Copy out the whole listing exactly as written, leaving the pictures behind.
======== EXERCISE INPUT
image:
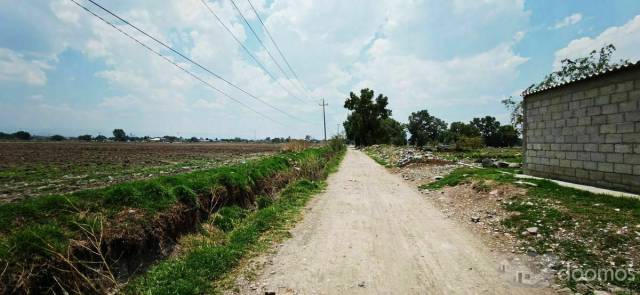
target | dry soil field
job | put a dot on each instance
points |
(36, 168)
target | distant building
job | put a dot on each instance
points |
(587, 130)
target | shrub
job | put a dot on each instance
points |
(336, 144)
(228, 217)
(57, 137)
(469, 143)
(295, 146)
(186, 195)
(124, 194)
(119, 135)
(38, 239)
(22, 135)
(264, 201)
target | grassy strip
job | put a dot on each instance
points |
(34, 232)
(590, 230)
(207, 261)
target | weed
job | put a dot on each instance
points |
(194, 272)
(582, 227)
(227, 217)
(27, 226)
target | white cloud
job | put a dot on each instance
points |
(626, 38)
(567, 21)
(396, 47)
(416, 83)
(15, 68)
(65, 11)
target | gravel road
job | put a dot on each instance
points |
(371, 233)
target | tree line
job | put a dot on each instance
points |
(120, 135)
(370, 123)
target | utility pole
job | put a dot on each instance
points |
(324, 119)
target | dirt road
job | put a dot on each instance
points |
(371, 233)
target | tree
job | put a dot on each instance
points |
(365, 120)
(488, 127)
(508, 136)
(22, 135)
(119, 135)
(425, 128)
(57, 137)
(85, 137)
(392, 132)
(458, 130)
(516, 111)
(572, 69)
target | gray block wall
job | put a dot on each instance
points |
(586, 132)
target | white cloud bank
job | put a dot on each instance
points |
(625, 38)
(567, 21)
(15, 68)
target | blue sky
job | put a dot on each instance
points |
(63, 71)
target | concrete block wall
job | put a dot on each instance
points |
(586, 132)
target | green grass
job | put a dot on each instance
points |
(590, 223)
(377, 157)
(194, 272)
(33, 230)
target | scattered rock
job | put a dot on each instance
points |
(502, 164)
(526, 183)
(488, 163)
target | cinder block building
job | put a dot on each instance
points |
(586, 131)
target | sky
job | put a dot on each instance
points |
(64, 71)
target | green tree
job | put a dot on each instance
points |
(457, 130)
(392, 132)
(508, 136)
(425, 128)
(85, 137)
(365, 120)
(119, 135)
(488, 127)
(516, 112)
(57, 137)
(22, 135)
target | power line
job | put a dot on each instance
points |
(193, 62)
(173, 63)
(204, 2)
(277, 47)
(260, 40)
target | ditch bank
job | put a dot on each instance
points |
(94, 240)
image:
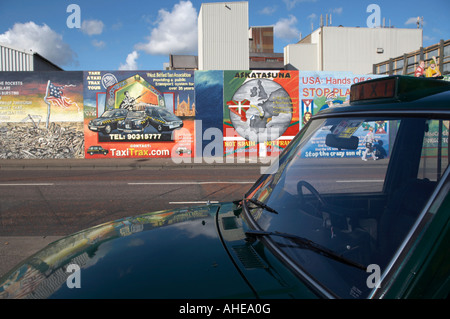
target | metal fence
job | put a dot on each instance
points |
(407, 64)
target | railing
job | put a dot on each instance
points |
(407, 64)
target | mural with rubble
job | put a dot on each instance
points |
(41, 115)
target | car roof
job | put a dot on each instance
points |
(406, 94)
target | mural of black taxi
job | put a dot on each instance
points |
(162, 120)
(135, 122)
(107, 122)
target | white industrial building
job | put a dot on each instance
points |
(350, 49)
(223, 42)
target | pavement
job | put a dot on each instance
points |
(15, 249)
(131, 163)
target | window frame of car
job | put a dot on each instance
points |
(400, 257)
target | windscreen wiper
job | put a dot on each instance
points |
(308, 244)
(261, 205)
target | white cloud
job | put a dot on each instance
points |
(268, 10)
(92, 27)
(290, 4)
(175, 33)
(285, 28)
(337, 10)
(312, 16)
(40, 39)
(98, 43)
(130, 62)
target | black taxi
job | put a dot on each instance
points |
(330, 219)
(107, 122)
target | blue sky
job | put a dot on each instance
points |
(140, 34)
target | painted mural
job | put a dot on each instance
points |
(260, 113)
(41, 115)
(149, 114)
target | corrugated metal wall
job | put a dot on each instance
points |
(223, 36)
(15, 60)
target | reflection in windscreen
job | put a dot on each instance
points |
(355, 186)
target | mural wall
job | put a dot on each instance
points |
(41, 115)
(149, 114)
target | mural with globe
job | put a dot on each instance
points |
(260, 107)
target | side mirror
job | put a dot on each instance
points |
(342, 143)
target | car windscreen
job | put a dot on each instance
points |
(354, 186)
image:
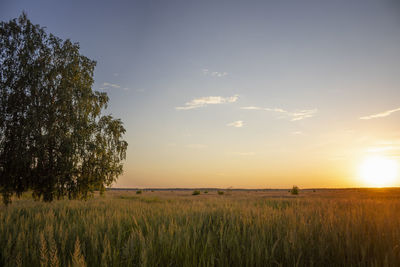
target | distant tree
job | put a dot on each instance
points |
================
* SOLUTION TO THIS EXERCISE *
image:
target | dry soil field
job | put a dot on each instance
points |
(36, 168)
target | distant building
job | put a dot on each instance
points |
(587, 130)
target | shrub
job | put a dot on each instance
points |
(336, 144)
(228, 217)
(57, 137)
(469, 143)
(295, 146)
(186, 195)
(124, 194)
(119, 135)
(38, 239)
(22, 135)
(264, 201)
target | grassy strip
job | put a dot on each instance
points |
(34, 232)
(590, 230)
(207, 261)
target | weed
job | put a dot on each instance
points |
(194, 272)
(582, 227)
(227, 217)
(27, 226)
target | white cloud
job | put a dot on each instance
points |
(626, 38)
(567, 21)
(396, 47)
(416, 83)
(15, 68)
(65, 11)
target | gravel road
job | put a dot on each instance
points |
(371, 233)
target | tree line
job | put a dot on each instance
points |
(120, 135)
(370, 123)
target | utility pole
job | put a dot on each instance
points |
(324, 119)
target | dirt road
job | put a dot on each instance
points |
(371, 233)
target | tree
job | put a dot on each instance
points |
(365, 120)
(488, 127)
(508, 136)
(22, 135)
(119, 135)
(425, 128)
(57, 137)
(85, 137)
(392, 132)
(458, 130)
(516, 111)
(572, 69)
target | gray block wall
job | put a dot on each instance
points |
(586, 132)
target | white cloud bank
job | put a dot on each instance
points |
(625, 38)
(567, 21)
(15, 68)
target | blue sky
job | put a dot on each instance
points |
(63, 71)
target | concrete block wall
job | put a dot on each instance
points |
(586, 132)
target | green grass
job | put a dot on each instance
points |
(590, 223)
(377, 157)
(194, 272)
(33, 230)
target | scattered rock
job | put a dot on each instance
points |
(502, 164)
(526, 183)
(488, 163)
target | cinder block building
job | put a dot on each instance
points |
(586, 131)
target | sky
job | put a dot on each instance
points |
(64, 71)
target | green tree
job | put a dot on each instance
points |
(457, 130)
(392, 132)
(508, 136)
(425, 128)
(85, 137)
(365, 120)
(119, 135)
(488, 127)
(516, 112)
(57, 137)
(22, 135)
target | power line
job | put a dot on each instance
points |
(193, 62)
(173, 63)
(204, 2)
(277, 47)
(260, 40)
target | ditch bank
job | put a dot on each instance
points |
(94, 240)
image:
target | metal fence
job | put a dot on each instance
points |
(407, 64)
target | railing
job | put a dot on each instance
points |
(407, 64)
target | mural with rubble
job | put a dot on each instance
points |
(41, 115)
target | car roof
job | put a dot on each instance
points |
(406, 94)
target | mural of black taxi
job | put a dot on each instance
points |
(162, 120)
(135, 122)
(107, 122)
target | white industrial building
job | put a dot on each instance
points |
(350, 49)
(223, 42)
target | pavement
job | put a dot on each instance
points |
(15, 249)
(131, 163)
target | window frame of car
job | put a dot on each instance
points |
(400, 257)
target | windscreen wiper
job | put a dot on each instance
points |
(308, 244)
(261, 205)
target | white cloud
job | put a dot on each instance
points |
(268, 10)
(92, 27)
(290, 4)
(175, 33)
(285, 28)
(337, 10)
(312, 16)
(40, 39)
(98, 43)
(130, 62)
target | black taxi
job | put a dot on each instance
points |
(330, 219)
(107, 122)
target | blue sky
job | put a dot on each instance
points |
(140, 34)
target | painted mural
job | put a dot on each instance
points |
(260, 113)
(41, 115)
(149, 114)
target | corrugated metal wall
job | put a dot on each instance
points |
(223, 36)
(15, 60)
target | reflection in windscreen
job | put a dot on each instance
points |
(355, 186)
target | mural wall
job | put a dot on each instance
points |
(41, 115)
(149, 114)
target | mural with globe
job | put a dot on each instance
points |
(260, 107)
target | side mirror
job | put a dot on each instance
points |
(342, 143)
target | car windscreen
job | put a dot on each instance
points |
(354, 186)
image:
target | distant tree
job | put a dot on each instance
points |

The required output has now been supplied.